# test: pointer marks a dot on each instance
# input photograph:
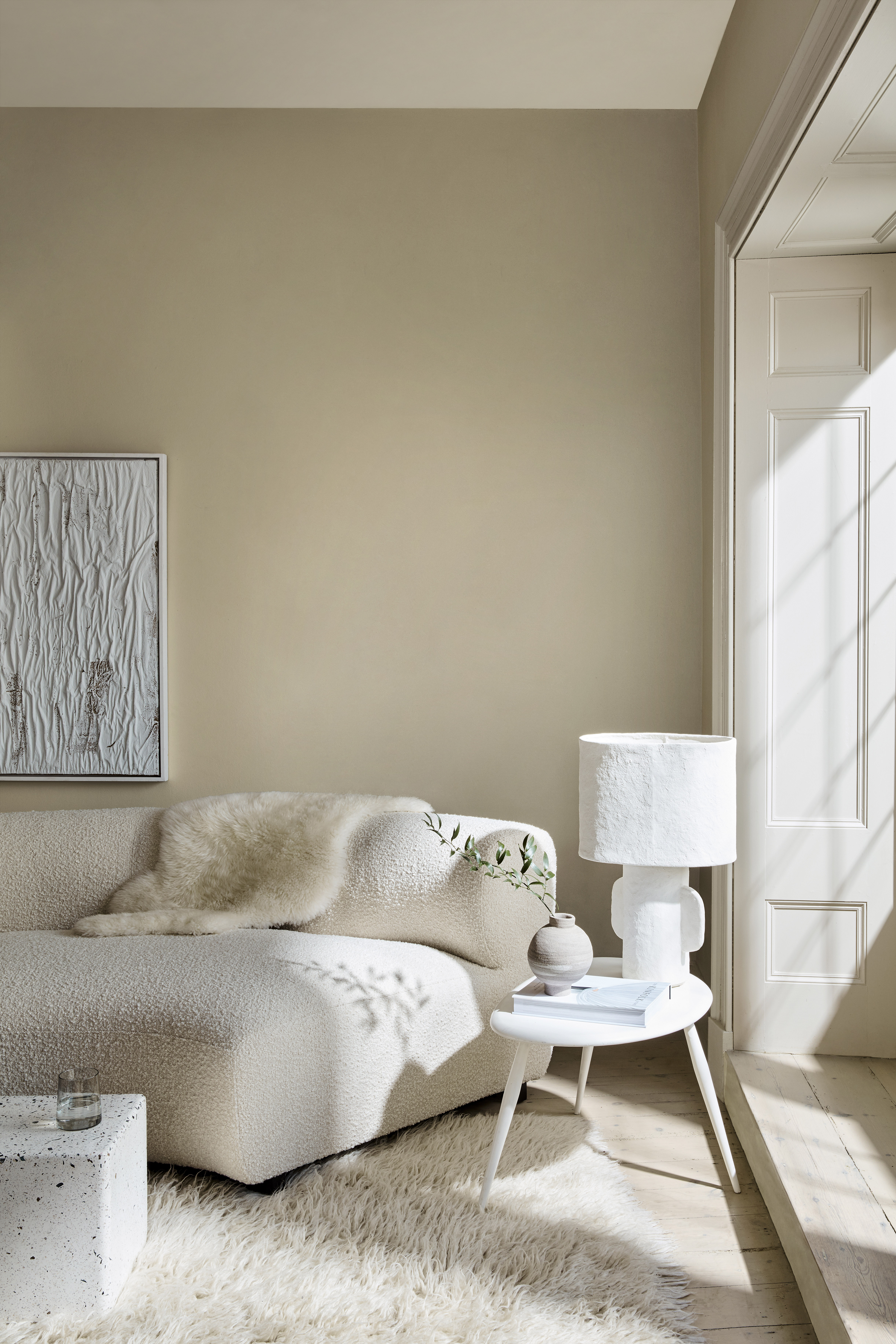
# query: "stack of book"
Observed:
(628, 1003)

--

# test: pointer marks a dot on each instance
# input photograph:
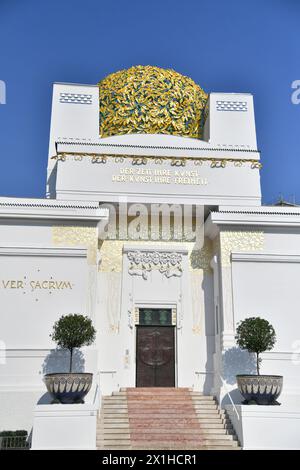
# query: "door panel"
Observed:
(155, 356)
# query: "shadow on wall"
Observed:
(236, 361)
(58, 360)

...

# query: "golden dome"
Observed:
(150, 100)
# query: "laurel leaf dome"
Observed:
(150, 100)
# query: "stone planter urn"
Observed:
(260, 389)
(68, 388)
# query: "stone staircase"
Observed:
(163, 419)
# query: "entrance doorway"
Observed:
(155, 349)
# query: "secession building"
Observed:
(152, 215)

Work required:
Pull every line containing the word "dome" out of the listing.

Exercise response:
# query: "golden dome"
# query: "laurel leaf dome"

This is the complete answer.